**AVAILABLE DATA:**
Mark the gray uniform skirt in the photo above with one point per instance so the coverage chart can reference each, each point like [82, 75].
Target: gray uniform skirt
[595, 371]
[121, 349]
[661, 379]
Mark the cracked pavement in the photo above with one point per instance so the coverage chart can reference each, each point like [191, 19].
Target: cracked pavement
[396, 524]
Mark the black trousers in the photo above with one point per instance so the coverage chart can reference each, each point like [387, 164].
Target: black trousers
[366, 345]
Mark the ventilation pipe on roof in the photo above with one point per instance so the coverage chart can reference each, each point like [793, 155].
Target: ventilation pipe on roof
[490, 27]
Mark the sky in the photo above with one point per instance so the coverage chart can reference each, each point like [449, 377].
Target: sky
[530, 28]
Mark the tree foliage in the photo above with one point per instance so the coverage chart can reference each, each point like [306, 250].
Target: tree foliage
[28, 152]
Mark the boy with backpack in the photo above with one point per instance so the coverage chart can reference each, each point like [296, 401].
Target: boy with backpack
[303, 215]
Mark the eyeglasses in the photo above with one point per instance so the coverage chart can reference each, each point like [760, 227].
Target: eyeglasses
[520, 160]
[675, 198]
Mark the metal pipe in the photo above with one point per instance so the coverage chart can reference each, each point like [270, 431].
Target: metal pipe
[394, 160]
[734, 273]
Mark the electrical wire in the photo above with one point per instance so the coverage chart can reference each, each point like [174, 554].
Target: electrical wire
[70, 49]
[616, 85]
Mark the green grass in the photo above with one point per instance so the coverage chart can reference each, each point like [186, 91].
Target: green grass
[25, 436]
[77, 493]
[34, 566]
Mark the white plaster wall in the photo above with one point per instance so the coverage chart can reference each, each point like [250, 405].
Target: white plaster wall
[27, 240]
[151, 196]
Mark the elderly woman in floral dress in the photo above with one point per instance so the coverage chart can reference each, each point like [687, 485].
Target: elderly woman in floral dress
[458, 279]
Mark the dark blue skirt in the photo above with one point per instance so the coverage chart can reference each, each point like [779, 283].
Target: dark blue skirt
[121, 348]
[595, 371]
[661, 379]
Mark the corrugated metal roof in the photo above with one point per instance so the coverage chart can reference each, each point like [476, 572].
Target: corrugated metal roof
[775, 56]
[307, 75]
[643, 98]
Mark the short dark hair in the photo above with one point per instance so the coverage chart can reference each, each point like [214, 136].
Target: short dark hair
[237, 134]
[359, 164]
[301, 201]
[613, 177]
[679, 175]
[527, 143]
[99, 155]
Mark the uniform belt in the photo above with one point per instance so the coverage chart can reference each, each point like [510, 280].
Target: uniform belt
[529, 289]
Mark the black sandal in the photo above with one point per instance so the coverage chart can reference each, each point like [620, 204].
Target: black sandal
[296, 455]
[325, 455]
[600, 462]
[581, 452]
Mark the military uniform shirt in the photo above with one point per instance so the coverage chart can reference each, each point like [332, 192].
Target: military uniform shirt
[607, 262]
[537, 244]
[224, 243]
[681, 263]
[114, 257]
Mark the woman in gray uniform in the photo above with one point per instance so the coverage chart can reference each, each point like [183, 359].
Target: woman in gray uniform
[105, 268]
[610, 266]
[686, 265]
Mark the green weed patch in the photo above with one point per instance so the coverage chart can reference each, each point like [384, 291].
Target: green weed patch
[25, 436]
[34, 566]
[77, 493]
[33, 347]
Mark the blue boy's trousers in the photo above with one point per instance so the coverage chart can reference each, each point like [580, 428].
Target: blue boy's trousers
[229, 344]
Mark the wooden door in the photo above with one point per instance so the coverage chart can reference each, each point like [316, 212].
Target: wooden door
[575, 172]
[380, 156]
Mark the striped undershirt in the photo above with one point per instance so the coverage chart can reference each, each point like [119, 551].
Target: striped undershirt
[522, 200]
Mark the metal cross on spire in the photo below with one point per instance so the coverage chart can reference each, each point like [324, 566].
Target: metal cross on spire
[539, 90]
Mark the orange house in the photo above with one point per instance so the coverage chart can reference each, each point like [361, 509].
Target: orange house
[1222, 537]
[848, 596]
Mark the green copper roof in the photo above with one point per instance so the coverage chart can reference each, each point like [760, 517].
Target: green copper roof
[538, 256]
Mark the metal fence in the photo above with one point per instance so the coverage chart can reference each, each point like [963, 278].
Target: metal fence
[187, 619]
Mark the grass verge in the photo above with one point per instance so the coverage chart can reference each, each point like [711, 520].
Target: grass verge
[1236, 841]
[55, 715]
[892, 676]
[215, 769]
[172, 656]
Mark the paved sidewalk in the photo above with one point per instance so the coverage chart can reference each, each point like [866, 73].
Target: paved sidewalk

**TASK DETAILS:** Rewrite every line from the line with "Mark the green copper" through the end of the data. Multiply each coordinate pair that stands alone on its own line by 0.65 and round to whole numbers, with halves rounded up. Leave all other text unchanged, including the sample pairs inside sentences.

**EXERCISE ANSWER:**
Mark the green copper roof in the photo above with one point per instance so the coverage chart can reference each, each point like [760, 517].
Target: green copper roof
[350, 166]
Mark the metal fence in the photo above with one point per instance so the coverage chart can reference each, each point like [963, 278].
Target: metal fence
[122, 402]
Mark the grass verge in the photo above with one point per instance so the coverage chart can reference each, each point like [711, 520].
Target: grass verge
[803, 547]
[36, 465]
[580, 439]
[140, 500]
[112, 426]
Mark the paved sidewalk in the photo above with one point per instance so the coverage chart can reference each, each point like [866, 73].
Target: paved sidewalk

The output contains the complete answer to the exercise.